# Problem description:
Can you reproduce all of the material below word for word, leaving out the pictures?

-- Start of Source records --

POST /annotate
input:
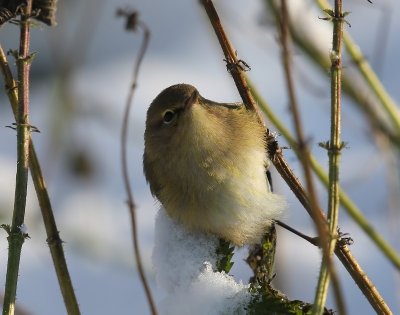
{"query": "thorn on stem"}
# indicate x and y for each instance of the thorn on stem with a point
(131, 16)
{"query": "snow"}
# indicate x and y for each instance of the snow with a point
(184, 263)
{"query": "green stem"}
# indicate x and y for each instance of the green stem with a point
(334, 146)
(369, 75)
(350, 207)
(53, 238)
(16, 235)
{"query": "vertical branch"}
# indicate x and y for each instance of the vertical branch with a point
(333, 146)
(233, 63)
(304, 156)
(53, 238)
(132, 24)
(359, 276)
(16, 231)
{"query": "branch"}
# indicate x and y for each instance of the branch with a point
(16, 233)
(277, 156)
(132, 23)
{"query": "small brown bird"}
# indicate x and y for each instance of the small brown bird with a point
(206, 163)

-- End of Source records --

# Written solution:
POST /annotate
input:
{"query": "thorn on stem"}
# indicate x and y for each instance of the thorn on stem with a point
(131, 16)
{"query": "snow"}
# indicate x and y for each instance of the snow with a point
(184, 263)
{"query": "green stem"}
# indicate x and y for each instance of the green stem with a point
(334, 146)
(369, 75)
(350, 207)
(53, 238)
(16, 235)
{"query": "vertical branch"}
# indicate x and y for each instance of the vertical branch with a point
(333, 146)
(233, 63)
(304, 156)
(53, 238)
(132, 24)
(359, 276)
(16, 231)
{"query": "branch"}
# indicate x and y for each instance of the branch with a point
(16, 233)
(277, 156)
(132, 23)
{"query": "small brown bird"}
# indicate x and y for each instance of the small brown bird with a point
(206, 163)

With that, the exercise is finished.